> **Task set**:
A: According to the FinEX Asia page, in what year was Dianrong founded?
B: From the FinEX Asia page, repeat the passage that begins at the words "About FinEX Asia" and stops after "Fast & Efficient.".
C: Sum up the FinEX Asia page in two sentences.

About FinEX Asia
FinEX Asia is a new fintech asset management company with global reach. Our fintech solution makes it easy and efficient for Asian investors to finally tap into the U.S. consumer credit asset class.
FinEX Asia provides:
Our API solution allows us to simultaneously plug into multiple U.S. marketplace lender platforms to maximize diversification.
Our blockchain solution allows us to securely lock down the underlying consumer credit asset and to ensure data integrity and safety.
Risk and Tax Optimization.
We have a proprietary, machine learning-based risk model that allows us to pick the best quality consumer loans, which in turn reduces default risk. Our structure also optimizes tax withholding requirements for investors.
Transparency and Control.
All investments returns are monitored in real time, allowing for instantaneous reporting.
Fast & Efficient.
Our fintech solution ensures greater cost efficiency that allows us to share our savings with our investors and maximize returns.
FinEX Asia’s shareholders and management team mainly consist of senior professionals in the fields of FinTech, finance, and technology. Dianrong is a strategic technology partner.
Dianrong is FinEX Asia’s strategic technology partner. A leader in online marketplace lending in China, Dianrong originates US$500 million in monthly assets for 4 million retail lenders. Founded in 2012, Dianrong offers small and medium-sized enterprises and individuals a comprehensive, one-stop financial platform supported by industry-leading technology, compliance and transparency. The company’s sophisticated and flexible infrastructure enables it to design and customize lending and borrowing products and services, based on industry-specific data and insights, all supported by online risk-management and operation tools. Dianrong’s specific offerings include marketplace lending-related services and fintech solutions. The company was named in 2016 to the executive directorship of the National Internet Finance Association of China, led by the People’s Bank of China. Dianrong is headquartered in Shanghai. Click here to learn more about Dianrong.

> **Supplied data**:
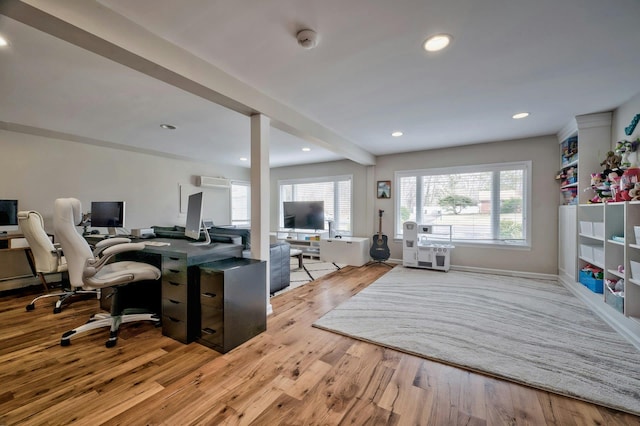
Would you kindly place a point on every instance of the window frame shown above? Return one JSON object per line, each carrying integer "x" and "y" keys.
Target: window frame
{"x": 479, "y": 168}
{"x": 323, "y": 179}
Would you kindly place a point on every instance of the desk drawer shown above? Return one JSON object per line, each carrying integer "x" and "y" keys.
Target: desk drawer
{"x": 177, "y": 274}
{"x": 174, "y": 328}
{"x": 212, "y": 327}
{"x": 174, "y": 291}
{"x": 212, "y": 289}
{"x": 174, "y": 309}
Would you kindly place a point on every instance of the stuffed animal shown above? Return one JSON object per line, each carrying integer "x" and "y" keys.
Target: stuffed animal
{"x": 612, "y": 161}
{"x": 634, "y": 192}
{"x": 628, "y": 153}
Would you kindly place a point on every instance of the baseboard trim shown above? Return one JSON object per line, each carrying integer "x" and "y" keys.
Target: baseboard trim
{"x": 625, "y": 326}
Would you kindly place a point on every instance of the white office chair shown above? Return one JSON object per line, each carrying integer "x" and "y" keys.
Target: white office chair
{"x": 47, "y": 258}
{"x": 91, "y": 270}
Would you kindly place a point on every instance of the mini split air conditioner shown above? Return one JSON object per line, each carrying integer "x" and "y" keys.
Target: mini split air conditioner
{"x": 209, "y": 182}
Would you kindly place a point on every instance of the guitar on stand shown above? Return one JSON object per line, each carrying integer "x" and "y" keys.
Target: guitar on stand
{"x": 379, "y": 251}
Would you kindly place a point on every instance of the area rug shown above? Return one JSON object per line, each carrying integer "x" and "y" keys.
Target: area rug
{"x": 532, "y": 332}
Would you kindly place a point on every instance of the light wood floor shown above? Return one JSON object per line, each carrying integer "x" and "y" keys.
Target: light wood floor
{"x": 293, "y": 374}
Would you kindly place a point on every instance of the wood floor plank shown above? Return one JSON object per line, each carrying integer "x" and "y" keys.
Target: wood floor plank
{"x": 292, "y": 374}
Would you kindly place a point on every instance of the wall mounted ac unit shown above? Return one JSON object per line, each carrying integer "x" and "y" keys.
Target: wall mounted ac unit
{"x": 210, "y": 182}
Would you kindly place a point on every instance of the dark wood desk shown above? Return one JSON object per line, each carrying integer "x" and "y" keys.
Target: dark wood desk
{"x": 179, "y": 297}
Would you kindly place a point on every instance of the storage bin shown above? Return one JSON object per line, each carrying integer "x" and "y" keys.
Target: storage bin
{"x": 598, "y": 255}
{"x": 598, "y": 229}
{"x": 586, "y": 252}
{"x": 613, "y": 300}
{"x": 591, "y": 283}
{"x": 635, "y": 270}
{"x": 586, "y": 228}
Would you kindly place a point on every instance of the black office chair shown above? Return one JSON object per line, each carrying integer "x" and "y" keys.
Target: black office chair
{"x": 92, "y": 270}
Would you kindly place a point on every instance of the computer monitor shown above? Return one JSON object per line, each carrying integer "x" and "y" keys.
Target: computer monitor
{"x": 194, "y": 220}
{"x": 108, "y": 214}
{"x": 8, "y": 213}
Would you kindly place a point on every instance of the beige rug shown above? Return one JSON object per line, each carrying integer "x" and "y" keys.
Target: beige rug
{"x": 528, "y": 331}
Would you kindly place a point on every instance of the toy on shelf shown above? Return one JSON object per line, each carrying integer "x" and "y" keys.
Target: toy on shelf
{"x": 612, "y": 161}
{"x": 628, "y": 152}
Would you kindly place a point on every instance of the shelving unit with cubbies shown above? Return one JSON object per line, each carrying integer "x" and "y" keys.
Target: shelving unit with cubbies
{"x": 632, "y": 245}
{"x": 591, "y": 235}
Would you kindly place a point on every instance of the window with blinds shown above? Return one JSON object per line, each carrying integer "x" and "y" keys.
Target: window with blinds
{"x": 486, "y": 204}
{"x": 334, "y": 191}
{"x": 240, "y": 203}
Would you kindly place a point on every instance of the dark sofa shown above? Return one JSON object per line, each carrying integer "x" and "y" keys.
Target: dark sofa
{"x": 279, "y": 255}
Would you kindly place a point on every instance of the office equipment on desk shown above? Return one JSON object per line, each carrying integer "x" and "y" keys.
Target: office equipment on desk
{"x": 143, "y": 233}
{"x": 108, "y": 214}
{"x": 92, "y": 270}
{"x": 47, "y": 259}
{"x": 194, "y": 220}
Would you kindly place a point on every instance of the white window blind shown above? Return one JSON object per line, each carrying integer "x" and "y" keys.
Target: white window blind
{"x": 484, "y": 204}
{"x": 334, "y": 191}
{"x": 240, "y": 203}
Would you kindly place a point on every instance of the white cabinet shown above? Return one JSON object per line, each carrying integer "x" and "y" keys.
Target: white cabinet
{"x": 349, "y": 250}
{"x": 567, "y": 240}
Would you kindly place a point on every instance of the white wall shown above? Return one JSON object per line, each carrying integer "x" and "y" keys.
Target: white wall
{"x": 37, "y": 170}
{"x": 542, "y": 151}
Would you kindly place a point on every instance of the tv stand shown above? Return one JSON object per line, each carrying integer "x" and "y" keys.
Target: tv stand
{"x": 306, "y": 241}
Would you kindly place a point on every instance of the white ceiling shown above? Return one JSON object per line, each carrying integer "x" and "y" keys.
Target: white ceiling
{"x": 366, "y": 78}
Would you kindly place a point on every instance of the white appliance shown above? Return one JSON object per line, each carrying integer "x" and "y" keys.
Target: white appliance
{"x": 422, "y": 248}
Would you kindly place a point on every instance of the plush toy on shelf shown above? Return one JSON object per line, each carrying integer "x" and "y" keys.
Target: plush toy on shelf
{"x": 628, "y": 153}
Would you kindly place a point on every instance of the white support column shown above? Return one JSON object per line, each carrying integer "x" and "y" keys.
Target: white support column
{"x": 260, "y": 182}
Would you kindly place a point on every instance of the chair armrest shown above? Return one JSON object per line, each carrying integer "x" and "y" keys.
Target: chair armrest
{"x": 105, "y": 244}
{"x": 57, "y": 250}
{"x": 108, "y": 253}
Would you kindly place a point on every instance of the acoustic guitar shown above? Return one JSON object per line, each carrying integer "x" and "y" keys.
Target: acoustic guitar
{"x": 379, "y": 249}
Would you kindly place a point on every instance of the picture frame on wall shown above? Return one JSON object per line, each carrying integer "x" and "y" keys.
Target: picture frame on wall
{"x": 384, "y": 189}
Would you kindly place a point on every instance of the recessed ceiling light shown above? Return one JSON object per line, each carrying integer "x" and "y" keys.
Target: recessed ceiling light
{"x": 437, "y": 42}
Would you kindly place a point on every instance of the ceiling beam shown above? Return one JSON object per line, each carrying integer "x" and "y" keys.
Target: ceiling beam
{"x": 98, "y": 29}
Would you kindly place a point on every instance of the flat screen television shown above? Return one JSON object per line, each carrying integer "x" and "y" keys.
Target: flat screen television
{"x": 303, "y": 215}
{"x": 194, "y": 220}
{"x": 108, "y": 214}
{"x": 8, "y": 212}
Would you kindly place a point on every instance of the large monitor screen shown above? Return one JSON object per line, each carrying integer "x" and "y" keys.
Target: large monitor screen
{"x": 8, "y": 212}
{"x": 303, "y": 215}
{"x": 194, "y": 219}
{"x": 107, "y": 214}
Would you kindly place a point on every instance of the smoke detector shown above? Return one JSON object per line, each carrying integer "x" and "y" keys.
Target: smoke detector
{"x": 307, "y": 39}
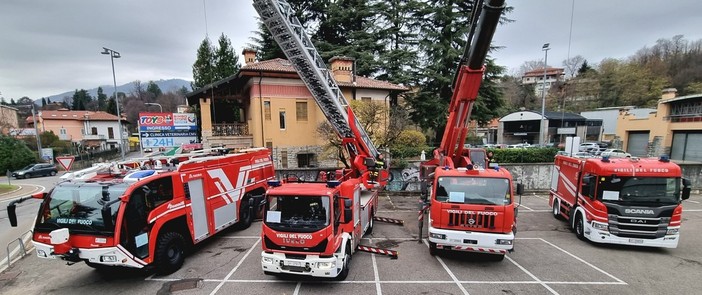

> **Solutions to the exercise**:
A: 2012

B:
About FinEX Asia
FinEX Asia is a new fintech asset management company with global reach. Our fintech solution makes it easy and efficient for Asian investors to finally tap into the U.S. consumer credit asset class.
FinEX Asia provides:
Our API solution allows us to simultaneously plug into multiple U.S. marketplace lender platforms to maximize diversification.
Our blockchain solution allows us to securely lock down the underlying consumer credit asset and to ensure data integrity and safety.
Risk and Tax Optimization.
We have a proprietary, machine learning-based risk model that allows us to pick the best quality consumer loans, which in turn reduces default risk. Our structure also optimizes tax withholding requirements for investors.
Transparency and Control.
All investments returns are monitored in real time, allowing for instantaneous reporting.
Fast & Efficient.

C: FinEX Asia is a new fintech asset management company that helps Asian investors tap into the U.S. consumer credit asset class. It uses an API to plug into multiple U.S. marketplace lender platforms, blockchain to secure the underlying assets, and a machine learning-based risk model to pick quality loans, and its strategic technology partner is Dianrong, a Shanghai-headquartered leader in online marketplace lending in China.